- **EXERCISE DATA**
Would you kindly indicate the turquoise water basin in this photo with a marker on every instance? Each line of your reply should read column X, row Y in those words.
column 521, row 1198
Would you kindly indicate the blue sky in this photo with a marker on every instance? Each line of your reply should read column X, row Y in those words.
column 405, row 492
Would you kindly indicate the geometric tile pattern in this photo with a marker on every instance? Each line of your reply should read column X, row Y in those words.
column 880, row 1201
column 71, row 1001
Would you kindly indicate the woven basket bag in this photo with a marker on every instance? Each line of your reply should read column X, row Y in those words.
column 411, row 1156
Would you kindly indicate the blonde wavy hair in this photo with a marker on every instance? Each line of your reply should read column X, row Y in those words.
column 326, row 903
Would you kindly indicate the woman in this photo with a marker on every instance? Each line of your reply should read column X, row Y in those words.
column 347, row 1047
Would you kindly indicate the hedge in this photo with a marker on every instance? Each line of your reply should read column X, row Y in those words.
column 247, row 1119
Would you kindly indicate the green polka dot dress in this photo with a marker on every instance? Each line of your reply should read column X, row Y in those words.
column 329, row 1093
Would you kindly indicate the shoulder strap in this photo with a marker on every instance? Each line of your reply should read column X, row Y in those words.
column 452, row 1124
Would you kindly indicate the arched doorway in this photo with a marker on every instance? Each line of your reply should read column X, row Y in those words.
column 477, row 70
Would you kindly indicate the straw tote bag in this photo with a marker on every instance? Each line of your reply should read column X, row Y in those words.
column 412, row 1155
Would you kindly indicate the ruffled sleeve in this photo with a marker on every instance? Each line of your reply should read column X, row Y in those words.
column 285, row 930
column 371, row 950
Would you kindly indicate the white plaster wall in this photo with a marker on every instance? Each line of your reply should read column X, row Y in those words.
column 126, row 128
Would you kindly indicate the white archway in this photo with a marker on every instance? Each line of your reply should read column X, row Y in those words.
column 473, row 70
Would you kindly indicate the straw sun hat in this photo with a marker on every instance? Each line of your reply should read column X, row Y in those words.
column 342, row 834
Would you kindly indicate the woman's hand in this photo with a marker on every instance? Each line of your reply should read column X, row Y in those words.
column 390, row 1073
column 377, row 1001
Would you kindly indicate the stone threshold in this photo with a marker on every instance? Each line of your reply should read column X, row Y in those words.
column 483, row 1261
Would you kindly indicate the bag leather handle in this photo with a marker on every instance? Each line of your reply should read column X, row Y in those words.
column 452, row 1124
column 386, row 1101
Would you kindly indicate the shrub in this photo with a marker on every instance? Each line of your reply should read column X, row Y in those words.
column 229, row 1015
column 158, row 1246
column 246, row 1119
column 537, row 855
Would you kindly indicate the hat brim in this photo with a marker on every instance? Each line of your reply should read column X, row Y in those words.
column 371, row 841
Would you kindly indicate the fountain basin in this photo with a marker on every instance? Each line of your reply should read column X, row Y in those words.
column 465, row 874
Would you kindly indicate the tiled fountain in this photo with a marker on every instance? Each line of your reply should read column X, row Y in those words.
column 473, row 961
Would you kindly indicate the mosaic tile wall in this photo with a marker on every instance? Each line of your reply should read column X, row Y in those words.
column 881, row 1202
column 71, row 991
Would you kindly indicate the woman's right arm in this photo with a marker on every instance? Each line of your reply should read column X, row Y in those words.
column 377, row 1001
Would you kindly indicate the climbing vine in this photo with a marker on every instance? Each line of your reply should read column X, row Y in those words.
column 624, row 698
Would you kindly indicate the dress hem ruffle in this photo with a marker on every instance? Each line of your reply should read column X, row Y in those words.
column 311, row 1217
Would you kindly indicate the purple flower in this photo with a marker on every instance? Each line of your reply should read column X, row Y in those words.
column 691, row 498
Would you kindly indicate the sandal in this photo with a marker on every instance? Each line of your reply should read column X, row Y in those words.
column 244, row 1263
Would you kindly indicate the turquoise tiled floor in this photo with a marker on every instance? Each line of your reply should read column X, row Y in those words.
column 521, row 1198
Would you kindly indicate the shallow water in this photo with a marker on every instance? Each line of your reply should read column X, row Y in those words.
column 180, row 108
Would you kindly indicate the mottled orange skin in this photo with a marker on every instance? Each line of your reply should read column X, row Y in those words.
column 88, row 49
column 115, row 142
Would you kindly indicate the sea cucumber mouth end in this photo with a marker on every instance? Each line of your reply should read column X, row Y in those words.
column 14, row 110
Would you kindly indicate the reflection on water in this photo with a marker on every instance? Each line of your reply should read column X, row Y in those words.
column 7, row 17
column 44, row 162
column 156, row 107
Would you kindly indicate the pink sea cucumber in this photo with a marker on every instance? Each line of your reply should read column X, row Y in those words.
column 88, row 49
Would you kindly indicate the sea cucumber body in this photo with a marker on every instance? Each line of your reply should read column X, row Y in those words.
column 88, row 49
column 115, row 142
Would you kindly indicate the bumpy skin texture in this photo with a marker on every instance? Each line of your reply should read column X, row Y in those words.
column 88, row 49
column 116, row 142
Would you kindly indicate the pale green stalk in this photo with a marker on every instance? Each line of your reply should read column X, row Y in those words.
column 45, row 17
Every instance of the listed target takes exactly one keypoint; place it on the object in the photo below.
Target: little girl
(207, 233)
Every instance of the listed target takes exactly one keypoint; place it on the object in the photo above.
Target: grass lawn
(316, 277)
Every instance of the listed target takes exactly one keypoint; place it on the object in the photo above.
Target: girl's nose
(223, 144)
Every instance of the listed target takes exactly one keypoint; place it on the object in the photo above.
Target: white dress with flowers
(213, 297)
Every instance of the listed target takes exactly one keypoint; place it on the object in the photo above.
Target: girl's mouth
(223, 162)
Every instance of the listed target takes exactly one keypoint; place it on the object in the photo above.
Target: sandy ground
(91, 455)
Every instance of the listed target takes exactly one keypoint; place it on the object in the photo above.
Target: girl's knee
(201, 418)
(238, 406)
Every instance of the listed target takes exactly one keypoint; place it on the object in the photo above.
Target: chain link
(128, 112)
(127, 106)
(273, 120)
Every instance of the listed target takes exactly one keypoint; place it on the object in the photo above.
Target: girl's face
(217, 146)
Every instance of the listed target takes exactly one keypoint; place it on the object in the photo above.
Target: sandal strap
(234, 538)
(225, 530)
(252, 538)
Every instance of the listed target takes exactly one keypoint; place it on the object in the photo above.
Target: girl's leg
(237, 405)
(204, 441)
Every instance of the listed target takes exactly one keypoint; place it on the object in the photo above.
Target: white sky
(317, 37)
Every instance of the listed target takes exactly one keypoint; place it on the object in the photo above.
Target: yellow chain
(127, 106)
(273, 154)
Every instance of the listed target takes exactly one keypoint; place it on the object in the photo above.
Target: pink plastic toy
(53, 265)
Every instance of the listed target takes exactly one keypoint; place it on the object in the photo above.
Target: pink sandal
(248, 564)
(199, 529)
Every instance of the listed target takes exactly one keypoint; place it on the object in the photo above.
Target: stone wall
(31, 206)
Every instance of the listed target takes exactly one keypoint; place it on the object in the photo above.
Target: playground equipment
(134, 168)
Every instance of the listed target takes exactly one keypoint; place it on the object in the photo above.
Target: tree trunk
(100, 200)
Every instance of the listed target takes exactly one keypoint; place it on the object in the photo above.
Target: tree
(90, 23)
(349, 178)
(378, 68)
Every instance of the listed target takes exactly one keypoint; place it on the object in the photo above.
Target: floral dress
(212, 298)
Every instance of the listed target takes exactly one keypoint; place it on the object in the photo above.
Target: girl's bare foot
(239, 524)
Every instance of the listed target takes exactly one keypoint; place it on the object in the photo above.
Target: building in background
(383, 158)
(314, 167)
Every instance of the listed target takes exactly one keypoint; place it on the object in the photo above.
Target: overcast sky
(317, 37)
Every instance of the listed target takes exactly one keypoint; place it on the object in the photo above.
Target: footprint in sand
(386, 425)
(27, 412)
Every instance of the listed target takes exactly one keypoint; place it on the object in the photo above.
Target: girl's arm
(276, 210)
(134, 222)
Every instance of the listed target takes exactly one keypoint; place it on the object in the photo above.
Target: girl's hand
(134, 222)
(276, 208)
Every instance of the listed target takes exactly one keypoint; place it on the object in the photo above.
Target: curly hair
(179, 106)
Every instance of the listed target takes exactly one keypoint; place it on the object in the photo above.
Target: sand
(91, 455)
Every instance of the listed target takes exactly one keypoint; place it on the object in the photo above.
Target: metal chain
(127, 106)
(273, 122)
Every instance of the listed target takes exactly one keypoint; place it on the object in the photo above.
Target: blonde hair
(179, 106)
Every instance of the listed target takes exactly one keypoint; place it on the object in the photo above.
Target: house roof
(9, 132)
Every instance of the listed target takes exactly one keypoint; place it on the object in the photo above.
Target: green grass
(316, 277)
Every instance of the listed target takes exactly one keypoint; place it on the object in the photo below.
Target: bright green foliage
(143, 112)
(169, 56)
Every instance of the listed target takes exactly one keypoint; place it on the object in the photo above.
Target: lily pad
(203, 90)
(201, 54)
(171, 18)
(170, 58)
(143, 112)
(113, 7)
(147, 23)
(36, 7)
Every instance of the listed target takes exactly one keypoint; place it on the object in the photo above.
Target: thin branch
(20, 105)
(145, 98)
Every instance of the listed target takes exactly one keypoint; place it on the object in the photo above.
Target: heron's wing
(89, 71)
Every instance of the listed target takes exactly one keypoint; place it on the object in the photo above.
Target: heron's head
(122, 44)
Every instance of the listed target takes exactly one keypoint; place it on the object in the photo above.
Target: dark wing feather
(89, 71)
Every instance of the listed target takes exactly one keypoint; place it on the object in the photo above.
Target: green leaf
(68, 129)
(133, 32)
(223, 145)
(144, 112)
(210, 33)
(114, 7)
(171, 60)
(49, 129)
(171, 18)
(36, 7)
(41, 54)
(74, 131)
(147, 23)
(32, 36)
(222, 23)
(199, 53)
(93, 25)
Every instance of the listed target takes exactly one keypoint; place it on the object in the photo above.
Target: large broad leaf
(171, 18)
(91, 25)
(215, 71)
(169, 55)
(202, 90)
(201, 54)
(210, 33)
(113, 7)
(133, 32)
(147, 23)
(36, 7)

- **EXERCISE GOAL**
Produce an exact copy of the lines from the one containing "Target: dark wing feather" through the final line of the data, both ends included, and only those.

- **FINISHED TASK**
Target: dark wing feather
(89, 71)
Every instance of the listed target takes exactly one keypoint; place it on the object in the photo above.
Target: green leaf
(68, 129)
(133, 32)
(223, 145)
(144, 112)
(210, 33)
(114, 7)
(171, 60)
(49, 129)
(171, 18)
(36, 7)
(41, 54)
(74, 131)
(147, 23)
(32, 36)
(222, 23)
(199, 53)
(93, 25)
Every instance of the listed target takes exactly one keypoint; place it on the object in the photo above.
Target: large broad leaf
(171, 18)
(91, 25)
(215, 71)
(169, 55)
(202, 90)
(201, 54)
(210, 33)
(113, 7)
(133, 32)
(147, 23)
(36, 7)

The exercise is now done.